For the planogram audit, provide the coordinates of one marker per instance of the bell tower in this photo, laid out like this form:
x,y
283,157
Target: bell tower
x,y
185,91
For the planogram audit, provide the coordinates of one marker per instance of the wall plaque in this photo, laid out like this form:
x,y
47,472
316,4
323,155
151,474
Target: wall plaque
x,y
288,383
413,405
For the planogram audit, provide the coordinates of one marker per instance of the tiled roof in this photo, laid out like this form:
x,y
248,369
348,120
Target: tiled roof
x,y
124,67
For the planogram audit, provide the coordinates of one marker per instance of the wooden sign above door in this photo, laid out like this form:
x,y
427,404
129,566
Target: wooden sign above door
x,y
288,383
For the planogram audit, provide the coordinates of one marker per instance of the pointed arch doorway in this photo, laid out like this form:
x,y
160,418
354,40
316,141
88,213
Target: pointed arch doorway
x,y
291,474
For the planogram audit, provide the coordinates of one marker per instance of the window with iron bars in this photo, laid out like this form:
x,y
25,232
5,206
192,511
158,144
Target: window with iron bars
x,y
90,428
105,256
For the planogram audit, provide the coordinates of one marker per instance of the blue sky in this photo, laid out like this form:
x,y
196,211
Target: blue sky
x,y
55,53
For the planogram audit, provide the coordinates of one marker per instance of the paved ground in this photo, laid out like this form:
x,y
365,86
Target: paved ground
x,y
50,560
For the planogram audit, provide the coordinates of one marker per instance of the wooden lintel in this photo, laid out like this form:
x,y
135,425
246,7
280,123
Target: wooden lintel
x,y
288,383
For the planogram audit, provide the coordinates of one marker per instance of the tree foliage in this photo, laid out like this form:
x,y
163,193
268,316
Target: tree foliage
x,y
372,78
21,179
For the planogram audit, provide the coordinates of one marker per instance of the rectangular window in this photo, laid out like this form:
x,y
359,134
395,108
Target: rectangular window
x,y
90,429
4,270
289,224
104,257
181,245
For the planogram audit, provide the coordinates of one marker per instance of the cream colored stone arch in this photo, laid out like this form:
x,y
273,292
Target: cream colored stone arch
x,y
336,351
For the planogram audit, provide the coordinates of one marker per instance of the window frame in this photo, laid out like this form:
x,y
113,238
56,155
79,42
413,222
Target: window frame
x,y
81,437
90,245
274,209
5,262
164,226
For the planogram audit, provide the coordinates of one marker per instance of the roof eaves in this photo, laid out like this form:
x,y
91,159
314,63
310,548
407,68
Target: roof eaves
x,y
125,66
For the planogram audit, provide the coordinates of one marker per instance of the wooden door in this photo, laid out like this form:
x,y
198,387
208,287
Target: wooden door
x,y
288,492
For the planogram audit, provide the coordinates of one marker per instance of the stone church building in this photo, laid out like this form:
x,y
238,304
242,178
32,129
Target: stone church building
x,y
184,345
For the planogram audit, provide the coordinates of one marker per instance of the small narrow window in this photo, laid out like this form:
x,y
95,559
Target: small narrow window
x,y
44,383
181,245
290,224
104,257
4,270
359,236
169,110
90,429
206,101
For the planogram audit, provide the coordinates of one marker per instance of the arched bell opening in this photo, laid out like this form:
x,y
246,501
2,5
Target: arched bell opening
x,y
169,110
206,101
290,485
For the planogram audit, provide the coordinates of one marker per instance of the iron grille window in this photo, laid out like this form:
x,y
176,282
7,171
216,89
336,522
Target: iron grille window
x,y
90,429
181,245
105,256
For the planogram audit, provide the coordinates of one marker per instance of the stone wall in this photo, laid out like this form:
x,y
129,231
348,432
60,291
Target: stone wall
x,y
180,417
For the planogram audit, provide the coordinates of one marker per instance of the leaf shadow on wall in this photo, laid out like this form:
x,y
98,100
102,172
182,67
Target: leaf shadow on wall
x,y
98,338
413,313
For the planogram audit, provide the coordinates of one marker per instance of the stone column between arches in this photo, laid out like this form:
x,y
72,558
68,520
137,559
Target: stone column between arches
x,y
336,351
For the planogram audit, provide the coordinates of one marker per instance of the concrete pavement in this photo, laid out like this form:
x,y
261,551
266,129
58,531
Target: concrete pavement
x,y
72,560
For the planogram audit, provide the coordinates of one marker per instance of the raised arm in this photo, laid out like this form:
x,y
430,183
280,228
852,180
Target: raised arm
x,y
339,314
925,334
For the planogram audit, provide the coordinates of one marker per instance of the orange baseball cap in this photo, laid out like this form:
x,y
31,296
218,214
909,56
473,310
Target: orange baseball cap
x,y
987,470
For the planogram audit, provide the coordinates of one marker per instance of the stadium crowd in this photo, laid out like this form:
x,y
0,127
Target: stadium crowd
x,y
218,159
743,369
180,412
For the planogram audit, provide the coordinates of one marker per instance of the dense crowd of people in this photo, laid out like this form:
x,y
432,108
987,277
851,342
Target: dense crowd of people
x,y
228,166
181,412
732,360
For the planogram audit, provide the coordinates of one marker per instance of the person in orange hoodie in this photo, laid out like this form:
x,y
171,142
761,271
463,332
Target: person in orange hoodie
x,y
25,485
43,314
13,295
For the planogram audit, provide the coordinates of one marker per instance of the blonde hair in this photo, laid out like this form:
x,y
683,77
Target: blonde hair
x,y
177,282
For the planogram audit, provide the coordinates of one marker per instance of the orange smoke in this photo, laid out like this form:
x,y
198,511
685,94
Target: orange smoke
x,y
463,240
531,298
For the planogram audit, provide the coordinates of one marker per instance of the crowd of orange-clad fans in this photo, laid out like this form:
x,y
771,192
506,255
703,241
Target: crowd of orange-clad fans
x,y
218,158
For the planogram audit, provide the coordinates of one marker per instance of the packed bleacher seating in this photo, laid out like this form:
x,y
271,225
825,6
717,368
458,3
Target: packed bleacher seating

Instruction:
Reproduce the entries above in full by retyping them exactly.

Answer for this exercise:
For the planogram audit, provide the coordinates of one marker per instance of the bell tower in this photo, laid out like this form:
x,y
283,157
Target: bell tower
x,y
185,91
For the planogram audit, provide the coordinates of one marker per instance of the wall plaque in this photo, laid out like this form:
x,y
47,472
316,4
323,155
151,474
Target: wall plaque
x,y
288,383
413,405
For the planogram audit, provide the coordinates of one marker per instance of the tiled roof in this photo, laid out like this form:
x,y
248,369
348,120
Target: tiled roof
x,y
124,67
For the planogram audit, provide the coordinates of one marker per instance of the wooden sign above door in this photo, laid out like this form:
x,y
427,404
129,566
Target: wooden sign above door
x,y
288,383
For the planogram audit, provide the coordinates of one marker per instance of the pointed arch doorway in this photo, laid out like this form:
x,y
160,418
354,40
316,141
88,213
Target: pointed arch doorway
x,y
291,474
For the planogram audit, provide the coordinates of one marker per instance of the window with iron bars in this photo, laid out like this form:
x,y
25,232
5,206
192,511
158,144
Target: window with iron bars
x,y
90,428
105,256
For the planogram audit, provide the coordinates of one marker per instance of the blue sky in this photo, laid out like this form:
x,y
196,211
Target: blue sky
x,y
55,53
For the planogram audit, provide the coordinates of one marker per instance of the paved ground in this photo, laid out like this form:
x,y
365,86
Target: paved ground
x,y
50,560
For the planogram audit, provide the coordinates of one marker per instance of the wooden lintel in this photo, laid out like this form:
x,y
135,425
246,7
280,123
Target: wooden lintel
x,y
288,383
For the planogram audit, provide the coordinates of one marker per instance of the tree foliage in this photo, laid out like this form:
x,y
163,193
268,316
Target: tree foliage
x,y
372,78
21,179
For the planogram audit, provide the coordinates of one marker per instance of the rectangular window in this photo, laid out like this form:
x,y
359,134
395,108
Target: rectangular window
x,y
90,429
4,270
289,224
104,257
181,245
For the planogram audit, provide the coordinates of one marker per instance of the cream colored stone arch in this photo, laid out like this form:
x,y
273,292
Target: cream colored stone arch
x,y
336,351
For the planogram audit, provide the coordinates of one marker per instance of the window frame in this photo, laid out like this form:
x,y
113,238
56,155
79,42
413,222
Target: window frame
x,y
81,437
90,245
274,209
5,262
164,226
For the planogram audit, provide the coordinates of one marker per instance of the roof eaves in this photo, laid out like this form:
x,y
91,159
314,63
310,548
407,68
Target: roof eaves
x,y
125,66
For the planogram audit, provide the coordinates of one marker per instance of the wooden door in this photo, laid out like this form:
x,y
198,387
208,287
Target: wooden door
x,y
288,492
For the planogram audit, provide the coordinates of one marker per instance of the stone church building in this photo, laid out like this form:
x,y
238,304
242,178
32,129
Target: stone church building
x,y
184,345
For the planogram audit, provide the coordinates of one marker per instance of the small narrow window in this photo, laid out like this form:
x,y
95,559
Target: small narrow window
x,y
44,383
181,245
290,224
104,257
4,270
359,236
169,110
90,429
206,101
For the planogram audit, provide the coordinates of one marker per instance of the arched bell opening in this photo, laid out like this form:
x,y
246,501
2,5
Target: arched bell opening
x,y
169,110
206,101
290,485
For the planogram audit, provide the coordinates of one marker per instance of the iron grille window in this photo, laid out like this form:
x,y
176,282
7,171
216,89
336,522
Target: iron grille window
x,y
90,429
181,245
105,256
For the planogram audit, provide the coordinates of one marker per instance of the stone wall in this photo, laid out like this form:
x,y
129,231
348,432
60,291
Target: stone wall
x,y
180,417
For the planogram audit, provide the coordinates of one marker per instance of the leaf shadow on wall in this photo, laid out like this form:
x,y
98,100
102,172
182,67
Target: leaf shadow on wall
x,y
98,338
413,313
For the planogram audit, provide the coordinates of one marker per instance of the stone column between arches in this photo, laid out like this form:
x,y
72,558
68,520
137,559
Target: stone column between arches
x,y
336,351
For the planogram audit, provide the coordinates of one marker per instance of the concrete pavement in this photo, laid out like this form:
x,y
261,551
266,129
58,531
Target: concrete pavement
x,y
72,560
For the planogram audit, provide the coordinates of one marker per instance of the raised arm in this photo, laid out like this form:
x,y
430,183
280,228
852,180
Target: raised arm
x,y
339,314
925,334
For the planogram audit, provide the coordinates of one marker per instance of the orange baseball cap in this photo, laid out like this form:
x,y
31,296
218,214
909,56
473,310
Target: orange baseball cap
x,y
987,470
For the planogram audit, provide the coordinates of one marker per instance of the stadium crowd in this photo, laid out like this form:
x,y
0,127
Target: stadium crowd
x,y
218,159
743,369
180,412
For the planogram audit, provide the coordinates of one marker per instance of the dense crowd of people in this photo, laid out like this form:
x,y
432,108
987,277
851,342
Target: dense crowd of people
x,y
228,166
181,412
732,360
For the planogram audit, provide the coordinates of one marker per instance of the person in orange hoodie in this photo, laid out like this form:
x,y
171,142
761,271
463,332
Target: person in orange hoodie
x,y
25,485
43,314
13,295
For the planogram audit, provide the coordinates of one marker per instance of the blonde hair in this photo, laid out like this form:
x,y
683,77
Target: blonde hair
x,y
177,282
For the planogram audit, provide the coordinates of one marker per instance of the orange smoke in this photo, laid out like this form:
x,y
198,511
685,94
Target: orange smoke
x,y
463,240
531,298
For the planogram audit, provide the coordinates of one marker per instance of the crowd of orange-clad fans in this photo, laid out like this form:
x,y
771,192
506,255
703,241
Target: crowd of orange-clad fans
x,y
218,158
For the planogram audit, provide the coordinates of one marker per instance of the packed bleacher seating in this photo, laid out like this form:
x,y
271,225
825,6
717,368
458,3
Target: packed bleacher seating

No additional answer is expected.